Passage to read
(begin)
What's sad is C# never adopted an equivalent to Java's final or JavaScript's const keyword. It would make clear that I'm not going to be reassigning these "variables" after initializing them. This would make it easier for the compiler to optimize these variables away or even do magic behind the scenes to parallelize the operation.

Now, let's put the previous snippet in the context of a class:

public class DataAdapter
{
    private readonly IDataRepository repository;
    private readonly IDataMapper mapper;

    public DataAdapter(IDataRepository repository, IDataMapper mapper)
    {
        this.repository = repository;
        this.mapper = mapper;
    }

    public IEnumerable<ViewModel> GetModels(int id)
    {
        var data = repository.GetData(id);
        var activeData = data.Where(d => d.IsActive);
        var models = activeData.Select(d => mapper.GetViewModel(d));
        return models.ToList();
    }
}

The placement of IDataRepository and IDataMapper as backing fields is due to their relationship to the lifetime of the DataAdapter instance. You can reuse the same repository or mapper regardless of which id you pass in. It doesn't make sense to force users of your library to pass these into GetModels. However, the value of data, activeData and models are tied directly to the lifetime of id, so it makes sense for these to only live within the method.

You might think it is strange that I pass DataRepository and DataMapper into the constructor. This is pretty common with dependency injection. This avoids having to new up these classes in the constructor or later, where both might have a long list of dependencies of their own (e.g., an Entity Framework context, a connection string, other mappers, etc.).

A quick sign of someone who doesn't understand OOP or classes is the mismanagement of variable lifetimes. I have run across plenty of code that would reinitialize mapper for each call to GetMethod or try to stick one or more of the intermediate results as backing fields. Yuck! I make sure to mark my backing fields as readonly just to emphasize these are one-time initialized and not really state.
(end)
Dataset rows
(begin)
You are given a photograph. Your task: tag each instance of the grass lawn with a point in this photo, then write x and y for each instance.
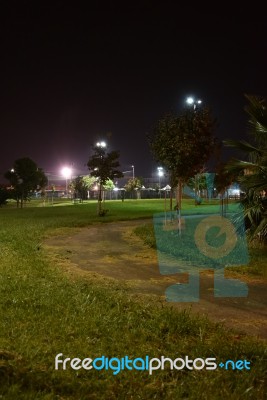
(45, 312)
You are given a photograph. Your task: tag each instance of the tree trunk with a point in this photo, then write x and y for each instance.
(179, 204)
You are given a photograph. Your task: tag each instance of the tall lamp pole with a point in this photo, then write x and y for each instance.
(160, 174)
(133, 170)
(66, 172)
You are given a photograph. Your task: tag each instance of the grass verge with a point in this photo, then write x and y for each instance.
(44, 312)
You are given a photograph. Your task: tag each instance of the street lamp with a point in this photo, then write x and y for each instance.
(101, 144)
(160, 174)
(191, 101)
(66, 172)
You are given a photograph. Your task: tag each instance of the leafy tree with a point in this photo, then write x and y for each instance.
(109, 185)
(182, 144)
(252, 169)
(81, 185)
(133, 184)
(104, 166)
(25, 177)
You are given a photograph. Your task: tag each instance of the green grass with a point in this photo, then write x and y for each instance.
(45, 312)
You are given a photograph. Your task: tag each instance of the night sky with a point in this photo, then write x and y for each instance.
(76, 72)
(end)
The task
Pick up the C# variable lifetimes article after its final sentence and continue writing it.

Output of the task
Lifetime comparison:
models < data < id < adapter <= repository == mapper

This pattern is so common, especially with DI, that at one time C# 6.0 was to introduce primary constructors. This feature was ultimately dropped, but something even better might reemerge in a few years. Other languages, like Scala and TypeScript are already supporting this concept.

What happened to design patterns?

I vaguely remember early on in my career using a lot more design patterns in my day-to-day programming. Earlier last year, I ran into a situation where working directly with data coming from my backend was leading to a lot of if/else nonsense. I thought, "How great would it be if I could just spin up an implementation and let it do the right thing polymorphically?"

It turns out it is hard to combine factory methods/classes with dependency injection, without becoming excessively dependent on your DI framework. I came up with an entire pattern that makes working with factory classes easier in the context of DI frameworks. I go into more details about this approach in another article I wrote: https://gist.github.com/jehugaleahsa/036952422c6f5739684e.

A more functional approach?

Functional programmers might snicker at me struggling with factory classes. One of the biggest criticisms of proper object-oriented programming is the excessive use of factory classes. This is strange considering the proliferation of factory methods appearing in functional programming languages. Functions return other functions quite often, which, as I mentioned earlier, can simulate classes with private state.

Dependency injection is the main reason for all this contortion. It would seem DI in functional programming circles is a lot less common. It's not because they are building simple scripts, but that they have less painful ways of injecting dependencies manually. Consider currying: you basically convert a function taking N parameters into a chain of functions taking one parameter each:

let getModels (repository: IDataRepository)(mapper: IDataMapper)(id: int): Seq<ViewModel> =
    id
    |> repository.getData
    |> Seq.filter (fun d -> d.IsActive)
    |> Seq.map mapper.getViewModel
    |> Seq.toList

As you can see from this F# example, ML-based languages support currying out-of-the-gate. How does this help us? Well, rather than working directly with getModels, you can initialize instances of IDataRepository and IDataMapper at the top of the application and bind them:

let boundGetModels = getModels(repository)(mapper)

Later on, boundGetModels can be called directly, just passing in id.

let models = boundGetModel(id)

I think this manual process is still tedious, requires you to make boundGetModels globally available somehow and ultimately it doesn't scale. However, without a bunch of classes getting in the way, operations just become a stream of function calls. Maybe the reason functional programs seem more "scripty" is because there isn't as much boilerplate. Without state, functional programming starts looking pretty advantageous.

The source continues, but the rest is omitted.